• Try it: Transcribe all the entries word for word, omitting any pictures they contain.

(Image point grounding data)
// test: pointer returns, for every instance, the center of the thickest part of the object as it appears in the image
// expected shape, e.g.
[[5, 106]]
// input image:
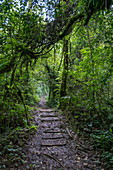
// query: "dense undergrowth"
[[98, 130]]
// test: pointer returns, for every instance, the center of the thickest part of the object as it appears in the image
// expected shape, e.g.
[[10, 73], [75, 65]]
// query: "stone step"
[[55, 130], [50, 136], [47, 110], [50, 119], [48, 115], [56, 142]]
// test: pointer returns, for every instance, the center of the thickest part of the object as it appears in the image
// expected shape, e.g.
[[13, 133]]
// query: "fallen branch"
[[50, 156]]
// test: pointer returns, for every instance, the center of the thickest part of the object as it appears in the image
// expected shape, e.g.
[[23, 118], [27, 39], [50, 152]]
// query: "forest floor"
[[55, 146]]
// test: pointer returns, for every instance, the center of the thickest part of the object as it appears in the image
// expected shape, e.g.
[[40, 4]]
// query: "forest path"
[[56, 147]]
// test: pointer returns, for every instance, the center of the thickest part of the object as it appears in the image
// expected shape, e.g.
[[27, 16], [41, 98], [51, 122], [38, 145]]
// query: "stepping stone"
[[48, 115], [49, 136], [55, 142], [55, 130], [50, 119], [47, 110]]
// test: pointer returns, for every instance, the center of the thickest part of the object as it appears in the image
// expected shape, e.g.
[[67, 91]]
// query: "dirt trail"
[[56, 147]]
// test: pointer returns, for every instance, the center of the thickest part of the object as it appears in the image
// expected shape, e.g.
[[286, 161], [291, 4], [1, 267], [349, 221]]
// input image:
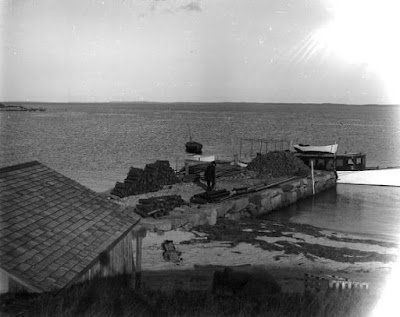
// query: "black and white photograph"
[[199, 157]]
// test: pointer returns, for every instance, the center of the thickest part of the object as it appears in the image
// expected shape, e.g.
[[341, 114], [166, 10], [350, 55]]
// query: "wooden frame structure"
[[263, 146]]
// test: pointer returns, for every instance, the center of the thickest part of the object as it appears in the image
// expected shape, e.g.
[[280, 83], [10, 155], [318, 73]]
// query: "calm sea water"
[[96, 144], [373, 211]]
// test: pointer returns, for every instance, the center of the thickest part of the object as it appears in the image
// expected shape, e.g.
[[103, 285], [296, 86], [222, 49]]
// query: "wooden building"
[[340, 162], [54, 232]]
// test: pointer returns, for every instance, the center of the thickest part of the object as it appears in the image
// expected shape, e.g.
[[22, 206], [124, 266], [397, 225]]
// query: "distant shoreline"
[[13, 103], [4, 107]]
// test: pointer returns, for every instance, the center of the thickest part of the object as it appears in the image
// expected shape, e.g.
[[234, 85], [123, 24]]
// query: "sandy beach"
[[286, 254]]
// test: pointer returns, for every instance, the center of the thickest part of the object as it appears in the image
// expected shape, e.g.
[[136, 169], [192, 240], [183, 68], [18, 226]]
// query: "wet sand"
[[286, 251]]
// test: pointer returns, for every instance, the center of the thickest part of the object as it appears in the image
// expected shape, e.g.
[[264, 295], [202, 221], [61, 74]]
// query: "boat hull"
[[194, 147], [201, 158], [316, 149]]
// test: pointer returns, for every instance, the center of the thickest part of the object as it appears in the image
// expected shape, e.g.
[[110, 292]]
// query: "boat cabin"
[[342, 162]]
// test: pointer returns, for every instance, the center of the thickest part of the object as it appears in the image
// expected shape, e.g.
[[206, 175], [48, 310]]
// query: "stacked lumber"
[[278, 164], [152, 178], [221, 170], [210, 197], [158, 206]]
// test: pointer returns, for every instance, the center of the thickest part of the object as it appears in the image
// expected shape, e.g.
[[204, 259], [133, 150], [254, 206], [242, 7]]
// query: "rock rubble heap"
[[278, 164], [152, 178], [162, 205]]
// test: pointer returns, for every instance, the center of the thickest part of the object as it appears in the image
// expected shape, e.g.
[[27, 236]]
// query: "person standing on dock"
[[209, 176]]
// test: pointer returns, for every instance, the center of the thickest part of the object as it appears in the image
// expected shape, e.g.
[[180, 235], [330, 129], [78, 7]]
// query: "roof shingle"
[[46, 221]]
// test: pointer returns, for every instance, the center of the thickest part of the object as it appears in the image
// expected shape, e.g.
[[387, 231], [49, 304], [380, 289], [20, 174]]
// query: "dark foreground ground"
[[116, 297]]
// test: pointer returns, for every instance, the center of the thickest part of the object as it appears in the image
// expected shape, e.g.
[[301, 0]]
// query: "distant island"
[[4, 107]]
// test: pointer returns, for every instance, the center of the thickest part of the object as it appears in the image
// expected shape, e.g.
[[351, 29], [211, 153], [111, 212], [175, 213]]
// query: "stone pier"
[[253, 204]]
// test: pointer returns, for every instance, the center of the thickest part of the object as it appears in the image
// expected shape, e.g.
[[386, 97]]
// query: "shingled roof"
[[52, 228]]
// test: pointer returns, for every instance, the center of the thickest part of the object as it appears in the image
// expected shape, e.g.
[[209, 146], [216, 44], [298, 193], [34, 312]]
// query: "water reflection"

• Worked solution:
// test: pointer returns, for every instance, the center of the thickest part of the object as it appears in the image
// expected shape, e.g.
[[5, 106]]
// input image:
// query: "dense undergrowth"
[[98, 130]]
// test: pointer returns, for every instance, the center of the thickest part of the object as it appears in the image
// expected shape, e.g.
[[10, 73], [75, 65]]
// query: "stone step"
[[55, 130], [50, 136], [47, 110], [50, 119], [48, 115], [56, 142]]
// test: pointer returns, for every instance, the center of the thickest part of the object as it appears in the image
// expected shape, e.g.
[[13, 133]]
// query: "fallen branch"
[[50, 156]]
// test: pointer returns, for every instance, the center of the thickest part of the object as it appears in the image
// expected shape, e.g.
[[23, 118], [27, 39], [50, 152]]
// query: "forest floor"
[[55, 146]]
// test: pointer returns, for every instance, the center of the thickest part of the object as it appears in the image
// expected shape, e.g.
[[40, 4]]
// query: "forest path"
[[56, 147]]
// test: pointer returns, for every instance, the center of the thickest part of the object as it appears in the image
// expected shape, e.g.
[[27, 16], [41, 98], [51, 122], [38, 145]]
// query: "stepping stone"
[[48, 115], [49, 136], [55, 142], [55, 130], [50, 119], [47, 110]]
// test: pointer returns, for every instance, the center of the thickest part of the object as it appears in the image
// expected shape, e.g.
[[67, 91]]
// query: "dirt trail"
[[56, 147]]
// test: pointer returns, for every instance, the center of the thickest part of the object as it appears in the image
// expected shape, e.g.
[[286, 161], [291, 4], [1, 267], [349, 221]]
// input image:
// query: "black and white photograph"
[[199, 157]]
// test: pointer returns, for every instance, the center of the thickest part of the object as it appears in the image
// expected shape, e.g.
[[341, 114], [166, 10], [350, 55]]
// query: "wooden frame structure"
[[263, 146]]
// test: pointer returns, for every instance, the center of the thickest part of the object as it appears in the image
// expected shape, e.g.
[[280, 83], [10, 155], [318, 73]]
// query: "calm sea water"
[[96, 144], [373, 211]]
// test: pointer returns, for every instance, the center of the thickest part of the object as it appears in the image
// expected shape, e.g.
[[103, 285], [296, 86], [222, 49]]
// query: "wooden building"
[[340, 162], [54, 232]]
// test: pointer returns, for every instance, the center of the thickest part of the object as it appears in the image
// expected shape, e.g.
[[22, 206], [124, 266], [397, 225]]
// query: "distant shoreline"
[[13, 103], [4, 107]]
// test: pointer returns, for every instance, the center of the thickest part of the object as it appears in the image
// expected shape, e.g.
[[234, 85], [123, 24]]
// query: "sandy beach"
[[286, 254]]
// test: pointer returns, for every instance, the center of the thickest part of the object as it appears in the image
// expected shape, e.g.
[[136, 169], [192, 240], [183, 68], [18, 226]]
// query: "wet sand"
[[286, 251]]
// test: pointer returns, for every instance, the center of the thickest part of the object as it appears in the image
// expected shape, e.g.
[[264, 295], [202, 221], [61, 74]]
// query: "boat hull"
[[194, 147], [201, 158], [316, 149]]
// test: pointer returns, for every instance, the center of the thickest part of the object as it appears in the image
// expected shape, e.g.
[[110, 292]]
// query: "boat cabin"
[[342, 162]]
// test: pointer returns, for every instance, the center of the thickest part of the object as it appears in the image
// expected shape, e.g.
[[206, 175], [48, 310]]
// query: "stacked lumber"
[[278, 164], [152, 178], [221, 170], [210, 197], [158, 206]]
// test: pointer returns, for every instance, the center of the thickest part of the object as it appears in the image
// expected shape, e.g.
[[204, 259], [133, 150], [254, 206], [242, 7]]
// query: "rock rubble heap"
[[278, 164], [152, 178], [162, 205]]
// test: pointer returns, for every instance, the center of the thickest part of the object as it appears in the image
// expected shape, e.g.
[[27, 236]]
// query: "person standing on dock"
[[209, 176]]
// test: pointer returns, for every instance, the center of the thickest part of the object as it appears in the image
// expected shape, e.g.
[[180, 235], [330, 129], [78, 7]]
// query: "roof shingle"
[[46, 221]]
// test: pointer returns, for every instance, the center of the thickest part of the object as it appears in the image
// expected shape, e.g.
[[387, 231], [49, 304], [380, 289], [20, 174]]
// query: "dark foreground ground"
[[116, 297]]
// test: pointer returns, for every instance, the center of the thickest part of the object as it appears in the image
// expected shape, e.g.
[[301, 0]]
// query: "distant island"
[[4, 107]]
// test: pointer returns, for every instance, the center of the thickest part of the object as it appears in the image
// expected shape, e.g.
[[351, 29], [211, 153], [111, 212], [175, 213]]
// query: "stone pier"
[[253, 204]]
// test: pointer returns, for every instance, the center of the thickest part of the object as it appears in the image
// expected shape, e.g.
[[386, 97]]
// query: "shingled roof"
[[52, 228]]
// test: pointer returns, for every instance, the center of the thickest part of the object as it appears in the image
// expected shape, e.g.
[[209, 146], [216, 44], [298, 193], [34, 312]]
// query: "water reflection"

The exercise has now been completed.